> _What to produce_
Give back only the lines in the records below from the one with "Query: elderly man in navy suit" to the one with "Expected: one pin per instance of the suit", both inclusive, word for word.

> _Exercise input_
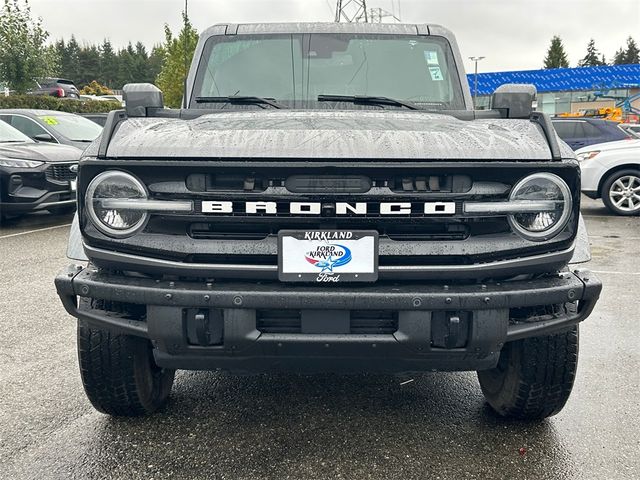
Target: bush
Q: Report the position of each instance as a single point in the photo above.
(43, 102)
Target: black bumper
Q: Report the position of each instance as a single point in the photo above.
(30, 190)
(324, 345)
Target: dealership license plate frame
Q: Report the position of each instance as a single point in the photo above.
(329, 277)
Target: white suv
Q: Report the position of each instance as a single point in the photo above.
(611, 171)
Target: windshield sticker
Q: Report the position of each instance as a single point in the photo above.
(431, 58)
(436, 74)
(49, 120)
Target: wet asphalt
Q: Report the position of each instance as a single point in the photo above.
(296, 427)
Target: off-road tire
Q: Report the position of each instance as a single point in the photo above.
(119, 374)
(534, 376)
(606, 188)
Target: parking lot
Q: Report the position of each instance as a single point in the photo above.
(219, 426)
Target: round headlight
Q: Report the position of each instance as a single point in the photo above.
(553, 196)
(115, 185)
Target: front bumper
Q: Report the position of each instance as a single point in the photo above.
(30, 190)
(325, 346)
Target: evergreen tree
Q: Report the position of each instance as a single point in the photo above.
(108, 65)
(591, 59)
(23, 54)
(178, 53)
(155, 62)
(140, 72)
(70, 61)
(556, 56)
(619, 57)
(89, 65)
(632, 54)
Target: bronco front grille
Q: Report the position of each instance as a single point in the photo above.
(236, 236)
(60, 173)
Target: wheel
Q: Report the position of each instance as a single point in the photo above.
(119, 374)
(621, 192)
(534, 376)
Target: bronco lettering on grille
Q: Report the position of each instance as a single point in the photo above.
(340, 208)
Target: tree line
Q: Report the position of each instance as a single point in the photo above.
(26, 55)
(557, 57)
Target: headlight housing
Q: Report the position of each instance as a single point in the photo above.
(555, 199)
(116, 220)
(19, 163)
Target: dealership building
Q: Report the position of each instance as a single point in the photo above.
(568, 90)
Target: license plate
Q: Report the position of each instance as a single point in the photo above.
(327, 256)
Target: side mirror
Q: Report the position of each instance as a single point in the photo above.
(44, 137)
(140, 98)
(514, 100)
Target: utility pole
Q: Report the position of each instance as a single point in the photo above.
(475, 79)
(351, 11)
(377, 15)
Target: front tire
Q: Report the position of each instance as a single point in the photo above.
(621, 192)
(119, 374)
(534, 376)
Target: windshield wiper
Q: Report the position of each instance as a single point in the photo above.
(239, 100)
(368, 100)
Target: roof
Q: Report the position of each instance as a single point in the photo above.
(319, 27)
(563, 79)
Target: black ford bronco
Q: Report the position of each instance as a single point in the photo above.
(327, 200)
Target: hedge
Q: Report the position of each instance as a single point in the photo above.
(42, 102)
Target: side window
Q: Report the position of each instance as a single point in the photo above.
(26, 126)
(565, 129)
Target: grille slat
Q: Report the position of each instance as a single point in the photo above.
(362, 322)
(60, 173)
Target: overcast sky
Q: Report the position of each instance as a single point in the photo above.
(511, 34)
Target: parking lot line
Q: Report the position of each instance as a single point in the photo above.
(611, 272)
(34, 231)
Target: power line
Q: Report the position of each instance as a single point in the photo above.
(352, 11)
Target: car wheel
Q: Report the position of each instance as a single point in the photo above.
(534, 376)
(621, 192)
(119, 374)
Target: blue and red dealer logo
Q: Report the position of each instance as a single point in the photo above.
(328, 257)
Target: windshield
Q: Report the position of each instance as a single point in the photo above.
(9, 134)
(295, 69)
(74, 127)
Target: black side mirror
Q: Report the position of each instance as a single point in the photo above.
(514, 100)
(44, 137)
(142, 99)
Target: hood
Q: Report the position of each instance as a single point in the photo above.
(329, 134)
(608, 146)
(43, 152)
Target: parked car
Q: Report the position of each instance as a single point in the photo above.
(53, 126)
(56, 87)
(99, 118)
(295, 227)
(35, 176)
(582, 132)
(611, 171)
(632, 129)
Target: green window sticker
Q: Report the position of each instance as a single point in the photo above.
(431, 57)
(49, 120)
(436, 74)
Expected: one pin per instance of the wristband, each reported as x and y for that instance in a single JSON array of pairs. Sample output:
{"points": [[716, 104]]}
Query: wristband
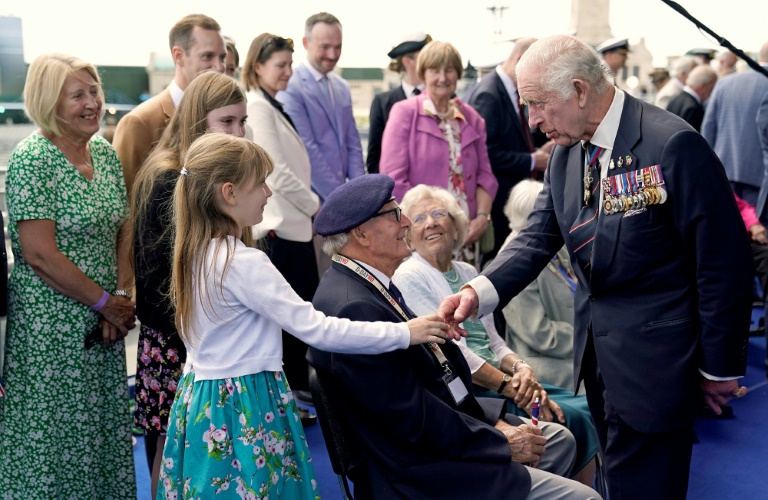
{"points": [[102, 301], [521, 362]]}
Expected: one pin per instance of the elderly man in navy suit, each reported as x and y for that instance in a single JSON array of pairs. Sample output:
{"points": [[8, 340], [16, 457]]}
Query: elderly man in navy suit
{"points": [[662, 307], [510, 143], [420, 431]]}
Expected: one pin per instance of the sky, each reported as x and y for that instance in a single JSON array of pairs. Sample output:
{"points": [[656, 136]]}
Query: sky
{"points": [[125, 32]]}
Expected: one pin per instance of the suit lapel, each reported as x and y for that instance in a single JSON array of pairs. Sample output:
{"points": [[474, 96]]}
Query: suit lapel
{"points": [[378, 296], [606, 238]]}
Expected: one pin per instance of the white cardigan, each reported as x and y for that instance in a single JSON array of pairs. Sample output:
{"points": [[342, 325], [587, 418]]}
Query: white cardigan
{"points": [[424, 287], [290, 209], [239, 332]]}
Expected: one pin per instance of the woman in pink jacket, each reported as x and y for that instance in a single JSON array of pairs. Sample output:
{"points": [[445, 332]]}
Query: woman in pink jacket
{"points": [[436, 139]]}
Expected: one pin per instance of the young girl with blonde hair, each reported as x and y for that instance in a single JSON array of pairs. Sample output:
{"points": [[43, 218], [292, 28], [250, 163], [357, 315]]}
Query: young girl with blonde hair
{"points": [[234, 428], [212, 102]]}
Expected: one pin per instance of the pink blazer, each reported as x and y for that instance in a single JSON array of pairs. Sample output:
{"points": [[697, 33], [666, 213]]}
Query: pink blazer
{"points": [[414, 151]]}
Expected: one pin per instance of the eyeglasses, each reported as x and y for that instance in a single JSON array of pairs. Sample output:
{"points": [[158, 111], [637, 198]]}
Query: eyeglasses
{"points": [[280, 43], [397, 210], [421, 219]]}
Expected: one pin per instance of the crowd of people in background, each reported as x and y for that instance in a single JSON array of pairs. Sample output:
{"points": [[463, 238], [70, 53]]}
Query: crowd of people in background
{"points": [[522, 284]]}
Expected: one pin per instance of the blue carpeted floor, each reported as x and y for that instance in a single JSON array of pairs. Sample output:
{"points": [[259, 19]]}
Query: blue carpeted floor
{"points": [[728, 460]]}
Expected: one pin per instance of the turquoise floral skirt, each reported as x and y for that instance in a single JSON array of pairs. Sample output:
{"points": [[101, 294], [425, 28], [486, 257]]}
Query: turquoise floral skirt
{"points": [[236, 438]]}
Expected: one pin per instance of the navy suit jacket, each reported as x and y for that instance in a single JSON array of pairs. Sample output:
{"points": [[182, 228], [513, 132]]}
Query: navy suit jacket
{"points": [[507, 147], [688, 108], [416, 439], [669, 288], [380, 108]]}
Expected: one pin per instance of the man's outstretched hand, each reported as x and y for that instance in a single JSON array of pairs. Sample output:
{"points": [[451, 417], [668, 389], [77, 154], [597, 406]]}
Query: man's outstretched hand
{"points": [[455, 308]]}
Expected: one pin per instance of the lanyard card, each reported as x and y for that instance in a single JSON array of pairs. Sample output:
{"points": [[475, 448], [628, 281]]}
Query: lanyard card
{"points": [[456, 387]]}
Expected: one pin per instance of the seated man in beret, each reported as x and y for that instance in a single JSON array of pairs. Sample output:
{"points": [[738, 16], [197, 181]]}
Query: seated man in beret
{"points": [[420, 432]]}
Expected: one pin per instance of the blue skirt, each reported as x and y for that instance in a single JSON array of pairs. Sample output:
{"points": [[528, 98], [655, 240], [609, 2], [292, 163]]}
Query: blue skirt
{"points": [[236, 438]]}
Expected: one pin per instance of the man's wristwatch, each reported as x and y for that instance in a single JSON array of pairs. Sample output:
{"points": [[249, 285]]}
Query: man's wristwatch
{"points": [[504, 382]]}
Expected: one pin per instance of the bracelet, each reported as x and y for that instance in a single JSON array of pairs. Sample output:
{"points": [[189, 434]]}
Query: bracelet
{"points": [[521, 362], [123, 293], [102, 301], [504, 381]]}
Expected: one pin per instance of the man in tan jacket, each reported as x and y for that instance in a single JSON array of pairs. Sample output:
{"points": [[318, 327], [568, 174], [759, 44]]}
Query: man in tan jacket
{"points": [[196, 45]]}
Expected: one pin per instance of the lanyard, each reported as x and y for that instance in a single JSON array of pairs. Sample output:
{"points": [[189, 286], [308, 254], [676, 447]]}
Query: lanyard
{"points": [[355, 267]]}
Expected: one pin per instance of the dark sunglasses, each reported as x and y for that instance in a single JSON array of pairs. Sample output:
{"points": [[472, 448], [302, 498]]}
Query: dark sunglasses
{"points": [[397, 210], [280, 43]]}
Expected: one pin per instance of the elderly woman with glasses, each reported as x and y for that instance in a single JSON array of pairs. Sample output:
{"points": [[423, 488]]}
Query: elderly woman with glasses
{"points": [[437, 140], [438, 227], [287, 224]]}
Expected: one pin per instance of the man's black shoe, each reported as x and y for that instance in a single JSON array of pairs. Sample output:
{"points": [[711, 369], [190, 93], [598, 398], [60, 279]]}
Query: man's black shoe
{"points": [[307, 418]]}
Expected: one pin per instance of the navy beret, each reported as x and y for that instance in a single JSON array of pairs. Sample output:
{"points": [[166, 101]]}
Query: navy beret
{"points": [[412, 43], [353, 203], [614, 44]]}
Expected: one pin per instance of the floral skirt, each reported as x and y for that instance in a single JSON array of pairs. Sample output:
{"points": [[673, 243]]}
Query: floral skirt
{"points": [[237, 437]]}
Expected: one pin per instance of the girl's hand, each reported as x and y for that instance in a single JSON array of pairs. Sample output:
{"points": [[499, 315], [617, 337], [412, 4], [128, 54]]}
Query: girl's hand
{"points": [[429, 329]]}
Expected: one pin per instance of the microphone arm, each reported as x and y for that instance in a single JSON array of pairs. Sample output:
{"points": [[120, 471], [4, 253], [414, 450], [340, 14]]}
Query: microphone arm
{"points": [[722, 41]]}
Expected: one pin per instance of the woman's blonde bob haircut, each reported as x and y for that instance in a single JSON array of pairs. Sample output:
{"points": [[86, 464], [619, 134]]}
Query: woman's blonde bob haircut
{"points": [[42, 90], [422, 192], [213, 160], [435, 55]]}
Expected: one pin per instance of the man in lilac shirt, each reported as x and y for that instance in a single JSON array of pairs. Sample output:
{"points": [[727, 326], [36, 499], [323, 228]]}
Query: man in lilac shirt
{"points": [[320, 105]]}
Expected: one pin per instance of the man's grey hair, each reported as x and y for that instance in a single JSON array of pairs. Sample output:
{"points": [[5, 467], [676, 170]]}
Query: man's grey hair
{"points": [[701, 75], [561, 60], [682, 66], [320, 17], [334, 243]]}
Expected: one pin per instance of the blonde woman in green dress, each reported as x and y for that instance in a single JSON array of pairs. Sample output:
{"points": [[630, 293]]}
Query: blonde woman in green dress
{"points": [[64, 423]]}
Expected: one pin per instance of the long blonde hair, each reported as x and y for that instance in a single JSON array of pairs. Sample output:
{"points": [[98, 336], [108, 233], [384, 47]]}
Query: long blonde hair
{"points": [[211, 161], [207, 92]]}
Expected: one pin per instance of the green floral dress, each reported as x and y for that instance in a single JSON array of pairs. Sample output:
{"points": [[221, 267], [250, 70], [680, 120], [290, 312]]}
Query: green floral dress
{"points": [[65, 424]]}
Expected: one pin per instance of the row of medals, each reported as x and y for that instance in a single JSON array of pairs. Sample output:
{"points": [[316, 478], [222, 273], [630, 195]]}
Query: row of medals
{"points": [[633, 190]]}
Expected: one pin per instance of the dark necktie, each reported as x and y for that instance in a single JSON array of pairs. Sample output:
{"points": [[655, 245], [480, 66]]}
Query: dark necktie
{"points": [[524, 124], [393, 290], [582, 232]]}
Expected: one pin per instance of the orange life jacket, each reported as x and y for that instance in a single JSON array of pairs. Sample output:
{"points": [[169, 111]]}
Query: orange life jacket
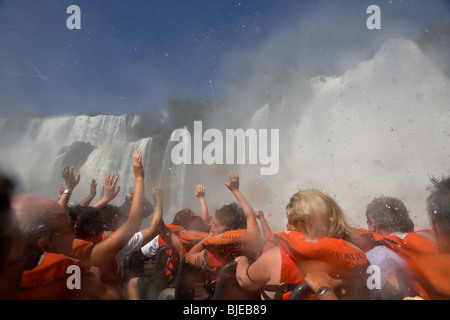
{"points": [[48, 280], [224, 248], [407, 245], [188, 239], [431, 276], [174, 228], [107, 234], [341, 259], [82, 250]]}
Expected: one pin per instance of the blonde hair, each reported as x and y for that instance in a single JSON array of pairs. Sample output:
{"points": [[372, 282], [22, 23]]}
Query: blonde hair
{"points": [[317, 215]]}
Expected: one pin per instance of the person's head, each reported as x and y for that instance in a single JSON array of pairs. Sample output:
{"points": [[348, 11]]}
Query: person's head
{"points": [[229, 217], [438, 207], [12, 244], [183, 217], [316, 214], [113, 216], [87, 221], [198, 224], [387, 215], [45, 223]]}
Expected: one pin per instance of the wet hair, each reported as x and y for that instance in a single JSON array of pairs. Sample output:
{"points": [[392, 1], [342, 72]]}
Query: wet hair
{"points": [[389, 215], [86, 219], [231, 217], [198, 224], [182, 218], [113, 216], [438, 204], [35, 217], [6, 236], [317, 215]]}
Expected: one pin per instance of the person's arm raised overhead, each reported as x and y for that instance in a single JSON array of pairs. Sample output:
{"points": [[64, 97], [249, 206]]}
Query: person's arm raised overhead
{"points": [[233, 186], [264, 224], [110, 191], [155, 226], [92, 193], [105, 251], [70, 184], [200, 194]]}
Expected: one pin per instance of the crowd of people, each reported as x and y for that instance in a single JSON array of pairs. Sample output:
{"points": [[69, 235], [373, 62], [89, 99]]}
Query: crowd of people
{"points": [[52, 249]]}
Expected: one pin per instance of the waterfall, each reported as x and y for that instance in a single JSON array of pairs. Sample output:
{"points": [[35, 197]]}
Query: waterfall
{"points": [[35, 149], [380, 129]]}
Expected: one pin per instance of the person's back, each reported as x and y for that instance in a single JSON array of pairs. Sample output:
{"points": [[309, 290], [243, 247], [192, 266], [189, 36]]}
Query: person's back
{"points": [[47, 225], [433, 270], [392, 241], [320, 241]]}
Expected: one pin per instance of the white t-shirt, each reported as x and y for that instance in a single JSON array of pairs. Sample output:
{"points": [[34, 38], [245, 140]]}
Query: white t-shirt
{"points": [[150, 249], [132, 245]]}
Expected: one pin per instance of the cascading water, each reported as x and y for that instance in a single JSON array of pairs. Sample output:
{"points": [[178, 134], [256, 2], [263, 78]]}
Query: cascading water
{"points": [[36, 149], [381, 128]]}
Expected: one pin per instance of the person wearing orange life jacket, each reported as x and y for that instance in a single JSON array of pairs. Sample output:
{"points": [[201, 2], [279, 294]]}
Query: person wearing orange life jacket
{"points": [[392, 241], [104, 254], [187, 228], [182, 221], [234, 232], [321, 240], [12, 244], [48, 231], [432, 271]]}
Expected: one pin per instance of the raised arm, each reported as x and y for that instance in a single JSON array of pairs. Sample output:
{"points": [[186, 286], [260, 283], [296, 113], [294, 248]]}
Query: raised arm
{"points": [[70, 184], [92, 193], [155, 226], [233, 186], [110, 191], [200, 194], [264, 224], [104, 252]]}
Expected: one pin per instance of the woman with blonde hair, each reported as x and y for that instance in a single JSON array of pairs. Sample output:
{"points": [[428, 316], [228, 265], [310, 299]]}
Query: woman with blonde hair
{"points": [[320, 240]]}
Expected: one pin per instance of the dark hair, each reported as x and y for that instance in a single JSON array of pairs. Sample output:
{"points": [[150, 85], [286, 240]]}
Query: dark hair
{"points": [[86, 219], [231, 217], [113, 216], [198, 224], [438, 204], [390, 215], [182, 218], [6, 237]]}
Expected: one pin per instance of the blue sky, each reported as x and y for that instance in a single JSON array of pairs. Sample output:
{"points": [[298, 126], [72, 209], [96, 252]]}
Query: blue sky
{"points": [[130, 56]]}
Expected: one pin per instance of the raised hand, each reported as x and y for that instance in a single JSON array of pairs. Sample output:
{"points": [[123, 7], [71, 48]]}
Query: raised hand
{"points": [[69, 178], [93, 188], [157, 193], [200, 191], [259, 214], [110, 187], [233, 183]]}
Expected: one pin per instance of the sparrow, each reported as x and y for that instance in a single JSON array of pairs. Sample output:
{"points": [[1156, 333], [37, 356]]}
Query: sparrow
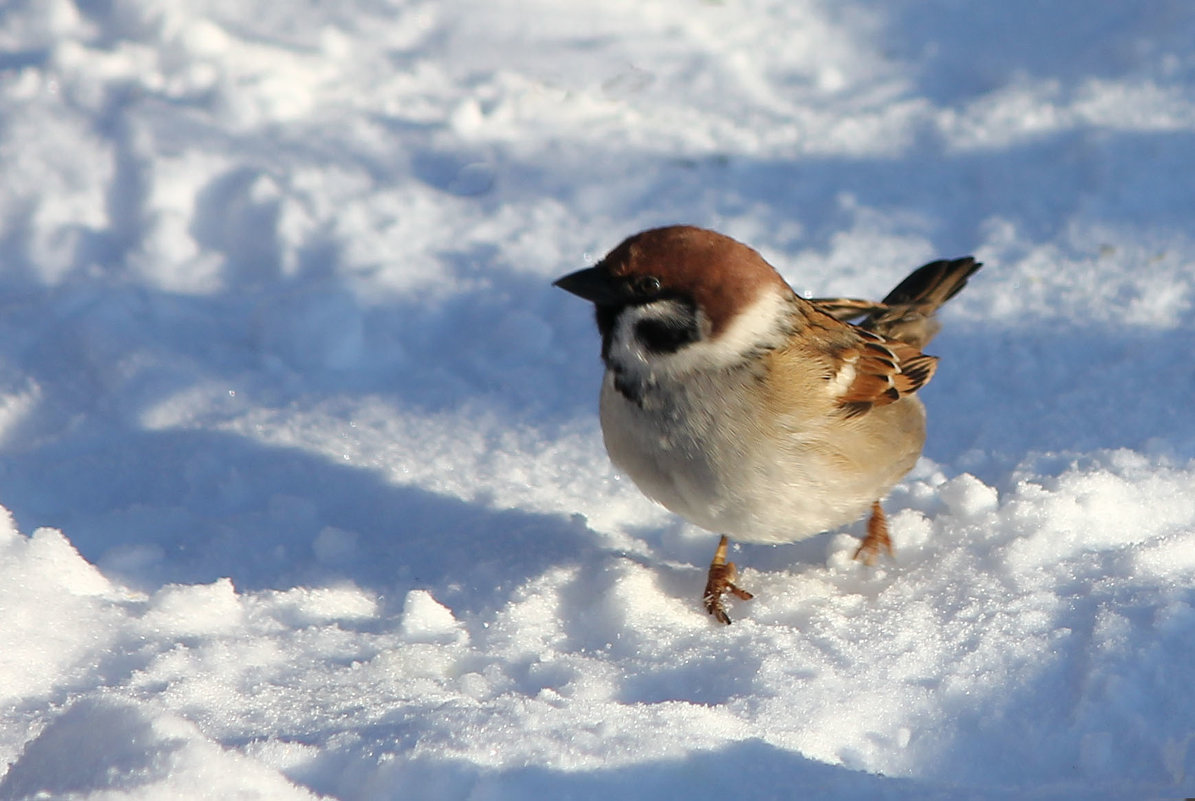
{"points": [[748, 410]]}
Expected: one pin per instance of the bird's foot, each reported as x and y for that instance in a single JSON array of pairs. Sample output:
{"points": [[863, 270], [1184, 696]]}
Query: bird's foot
{"points": [[877, 538], [722, 581]]}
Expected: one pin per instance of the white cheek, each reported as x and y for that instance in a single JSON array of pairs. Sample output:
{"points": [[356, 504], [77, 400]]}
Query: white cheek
{"points": [[761, 324]]}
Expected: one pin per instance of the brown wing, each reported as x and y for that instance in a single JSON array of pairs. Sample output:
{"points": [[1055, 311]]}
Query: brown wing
{"points": [[884, 371]]}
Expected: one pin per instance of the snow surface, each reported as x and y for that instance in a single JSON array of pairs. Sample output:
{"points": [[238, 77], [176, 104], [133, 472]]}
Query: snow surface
{"points": [[307, 493]]}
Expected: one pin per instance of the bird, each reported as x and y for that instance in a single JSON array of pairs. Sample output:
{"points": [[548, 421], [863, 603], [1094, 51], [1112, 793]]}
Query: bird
{"points": [[748, 410]]}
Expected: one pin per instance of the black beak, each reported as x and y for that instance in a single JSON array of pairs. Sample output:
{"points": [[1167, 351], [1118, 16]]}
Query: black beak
{"points": [[594, 285]]}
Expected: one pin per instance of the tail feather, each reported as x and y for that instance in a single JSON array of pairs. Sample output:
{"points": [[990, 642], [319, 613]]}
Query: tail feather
{"points": [[906, 315], [907, 312], [932, 285]]}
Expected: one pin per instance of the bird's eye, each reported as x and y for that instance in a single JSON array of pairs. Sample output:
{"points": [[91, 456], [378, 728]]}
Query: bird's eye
{"points": [[648, 285]]}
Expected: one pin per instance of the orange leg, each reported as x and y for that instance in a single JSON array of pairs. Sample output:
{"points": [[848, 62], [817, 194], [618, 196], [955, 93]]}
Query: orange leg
{"points": [[722, 581], [877, 537]]}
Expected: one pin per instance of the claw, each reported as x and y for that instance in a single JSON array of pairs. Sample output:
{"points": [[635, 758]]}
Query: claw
{"points": [[722, 581], [877, 538]]}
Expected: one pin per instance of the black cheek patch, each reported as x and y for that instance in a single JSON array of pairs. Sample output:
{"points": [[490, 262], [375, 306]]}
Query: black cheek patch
{"points": [[667, 335]]}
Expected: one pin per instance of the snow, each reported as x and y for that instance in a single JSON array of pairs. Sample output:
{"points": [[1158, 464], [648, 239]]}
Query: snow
{"points": [[300, 446]]}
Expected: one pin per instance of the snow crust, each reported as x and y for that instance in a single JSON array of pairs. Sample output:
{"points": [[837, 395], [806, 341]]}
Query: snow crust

> _The completed task_
Query: elderly man in navy suit
{"points": [[662, 307], [510, 143], [420, 431]]}
Expected: one pin per instance of the sky, each reported as x and y for that instance in a single JSON array of pairs. Sample output:
{"points": [[656, 136]]}
Query: sky
{"points": [[125, 32]]}
Expected: one pin per instance of the suit lapel, each reported as x and y for that instance in a single JSON array of pairs. Sample output:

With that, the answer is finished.